■ Short problem:
Locate each line in the listing below that contains the string "white", and copy those lines.

■ Excerpted records:

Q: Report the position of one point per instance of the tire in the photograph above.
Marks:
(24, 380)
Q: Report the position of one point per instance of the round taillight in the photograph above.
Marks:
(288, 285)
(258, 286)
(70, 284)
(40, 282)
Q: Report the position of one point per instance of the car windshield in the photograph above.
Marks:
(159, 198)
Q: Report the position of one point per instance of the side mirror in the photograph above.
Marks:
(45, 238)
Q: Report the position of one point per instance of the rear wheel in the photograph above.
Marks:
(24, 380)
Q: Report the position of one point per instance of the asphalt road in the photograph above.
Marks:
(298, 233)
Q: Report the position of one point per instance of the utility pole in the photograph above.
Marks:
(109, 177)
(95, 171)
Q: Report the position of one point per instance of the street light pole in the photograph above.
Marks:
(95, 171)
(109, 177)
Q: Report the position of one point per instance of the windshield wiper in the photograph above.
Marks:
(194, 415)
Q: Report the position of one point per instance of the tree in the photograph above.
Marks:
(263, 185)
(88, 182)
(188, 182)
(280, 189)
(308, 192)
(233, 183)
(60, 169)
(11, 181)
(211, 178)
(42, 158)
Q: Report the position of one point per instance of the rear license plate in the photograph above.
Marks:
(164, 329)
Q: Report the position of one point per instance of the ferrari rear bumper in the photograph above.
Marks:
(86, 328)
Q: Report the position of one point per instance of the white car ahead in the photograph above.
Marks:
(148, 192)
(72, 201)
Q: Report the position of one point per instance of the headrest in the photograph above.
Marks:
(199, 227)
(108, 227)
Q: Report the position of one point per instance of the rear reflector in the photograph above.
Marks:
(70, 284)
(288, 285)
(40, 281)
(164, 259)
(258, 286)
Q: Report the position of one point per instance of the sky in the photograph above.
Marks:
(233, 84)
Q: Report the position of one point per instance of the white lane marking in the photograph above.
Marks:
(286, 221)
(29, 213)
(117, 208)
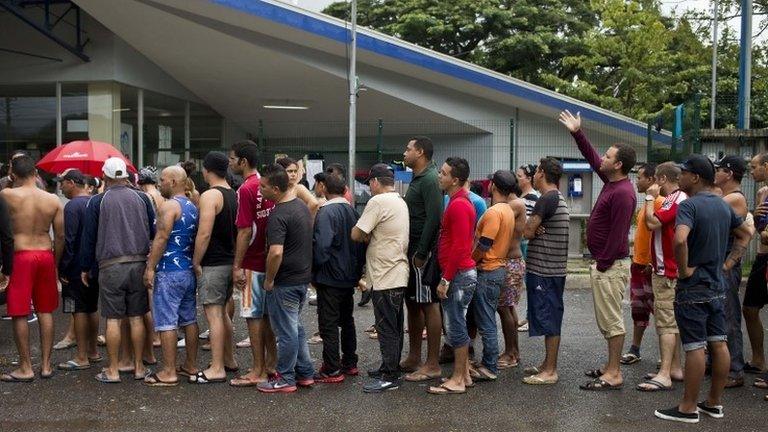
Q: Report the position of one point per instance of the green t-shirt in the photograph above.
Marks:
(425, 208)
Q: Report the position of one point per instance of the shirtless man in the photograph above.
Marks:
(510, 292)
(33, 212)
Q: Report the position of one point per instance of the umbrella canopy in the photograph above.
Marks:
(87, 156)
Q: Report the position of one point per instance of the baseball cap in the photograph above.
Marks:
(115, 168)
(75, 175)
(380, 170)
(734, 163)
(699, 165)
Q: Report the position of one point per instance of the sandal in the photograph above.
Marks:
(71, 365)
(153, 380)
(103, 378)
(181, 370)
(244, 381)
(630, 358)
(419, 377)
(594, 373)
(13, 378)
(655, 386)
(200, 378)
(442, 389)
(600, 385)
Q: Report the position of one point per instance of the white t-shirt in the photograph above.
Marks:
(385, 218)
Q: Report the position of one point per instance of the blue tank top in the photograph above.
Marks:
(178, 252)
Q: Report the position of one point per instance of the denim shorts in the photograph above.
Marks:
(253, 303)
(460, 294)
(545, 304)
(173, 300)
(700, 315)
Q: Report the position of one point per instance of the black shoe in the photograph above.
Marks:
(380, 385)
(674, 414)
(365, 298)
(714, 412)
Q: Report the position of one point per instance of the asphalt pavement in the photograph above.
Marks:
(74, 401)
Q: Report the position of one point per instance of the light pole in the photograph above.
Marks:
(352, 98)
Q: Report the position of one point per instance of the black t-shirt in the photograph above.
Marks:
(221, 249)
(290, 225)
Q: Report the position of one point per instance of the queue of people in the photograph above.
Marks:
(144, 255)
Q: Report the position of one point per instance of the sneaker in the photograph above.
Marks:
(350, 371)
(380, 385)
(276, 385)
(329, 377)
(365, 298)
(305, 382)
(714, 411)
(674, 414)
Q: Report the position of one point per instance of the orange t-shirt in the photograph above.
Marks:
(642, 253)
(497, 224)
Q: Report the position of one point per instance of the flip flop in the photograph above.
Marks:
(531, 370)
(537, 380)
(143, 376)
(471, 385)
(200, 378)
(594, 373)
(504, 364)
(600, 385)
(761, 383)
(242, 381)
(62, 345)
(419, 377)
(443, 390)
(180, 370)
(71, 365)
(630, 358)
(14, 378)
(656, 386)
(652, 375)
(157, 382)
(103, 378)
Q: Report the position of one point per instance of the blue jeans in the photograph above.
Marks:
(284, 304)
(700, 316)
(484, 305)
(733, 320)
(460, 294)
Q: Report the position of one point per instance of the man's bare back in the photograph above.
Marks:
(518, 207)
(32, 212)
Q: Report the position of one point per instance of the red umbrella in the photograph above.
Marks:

...

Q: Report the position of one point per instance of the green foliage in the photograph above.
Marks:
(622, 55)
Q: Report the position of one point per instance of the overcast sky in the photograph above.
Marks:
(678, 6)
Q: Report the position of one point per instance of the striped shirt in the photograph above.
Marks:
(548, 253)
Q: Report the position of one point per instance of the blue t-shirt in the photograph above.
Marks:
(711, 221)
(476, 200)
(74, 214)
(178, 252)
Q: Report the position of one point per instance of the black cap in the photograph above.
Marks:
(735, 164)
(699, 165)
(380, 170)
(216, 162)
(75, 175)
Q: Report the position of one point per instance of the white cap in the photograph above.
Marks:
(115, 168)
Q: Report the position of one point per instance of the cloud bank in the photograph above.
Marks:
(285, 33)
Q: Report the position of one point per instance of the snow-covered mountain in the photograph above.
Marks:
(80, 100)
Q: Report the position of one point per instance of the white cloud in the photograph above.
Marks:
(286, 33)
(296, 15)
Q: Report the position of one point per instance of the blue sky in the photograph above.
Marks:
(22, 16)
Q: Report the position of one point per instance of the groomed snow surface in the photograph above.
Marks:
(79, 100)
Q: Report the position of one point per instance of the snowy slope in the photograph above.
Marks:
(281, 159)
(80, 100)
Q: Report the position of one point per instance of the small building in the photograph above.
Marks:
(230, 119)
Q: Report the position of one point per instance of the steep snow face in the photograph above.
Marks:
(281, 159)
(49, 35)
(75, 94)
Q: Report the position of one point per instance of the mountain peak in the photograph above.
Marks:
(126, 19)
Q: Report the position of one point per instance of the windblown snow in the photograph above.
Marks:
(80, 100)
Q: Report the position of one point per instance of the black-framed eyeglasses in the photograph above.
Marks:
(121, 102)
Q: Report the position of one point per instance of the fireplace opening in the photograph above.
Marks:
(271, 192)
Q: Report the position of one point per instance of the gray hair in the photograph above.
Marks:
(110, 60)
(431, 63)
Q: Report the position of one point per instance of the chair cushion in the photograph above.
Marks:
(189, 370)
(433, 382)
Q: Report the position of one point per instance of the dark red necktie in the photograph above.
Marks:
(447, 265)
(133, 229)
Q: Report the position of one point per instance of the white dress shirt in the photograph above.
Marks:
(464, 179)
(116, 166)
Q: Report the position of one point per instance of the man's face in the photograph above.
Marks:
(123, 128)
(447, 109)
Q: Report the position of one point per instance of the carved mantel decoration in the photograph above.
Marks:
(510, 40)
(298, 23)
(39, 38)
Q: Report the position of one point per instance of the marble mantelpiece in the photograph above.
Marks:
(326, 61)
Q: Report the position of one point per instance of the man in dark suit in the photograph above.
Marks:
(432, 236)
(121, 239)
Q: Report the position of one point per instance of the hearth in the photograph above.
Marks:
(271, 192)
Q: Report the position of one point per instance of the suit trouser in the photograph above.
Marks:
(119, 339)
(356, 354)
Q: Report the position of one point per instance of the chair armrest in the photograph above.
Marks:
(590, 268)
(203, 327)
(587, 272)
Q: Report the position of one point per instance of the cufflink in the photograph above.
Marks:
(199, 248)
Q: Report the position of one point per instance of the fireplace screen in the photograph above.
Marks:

■ Answer to this task:
Q: Report the position of one point per instance of the white car ahead in the photograph above.
Q: Report the position of one point per instance of the white lane marking in the photograph above.
Q: Report the position of one point per instance of the white t-shirt in the photograph above.
Q: Report the position of one point per instance of the white cap in the photograph above.
Q: Report the position of one point per instance of the white cloud in the photograph above.
Q: Report the position of one point per instance of the white dress shirt in the photograph above.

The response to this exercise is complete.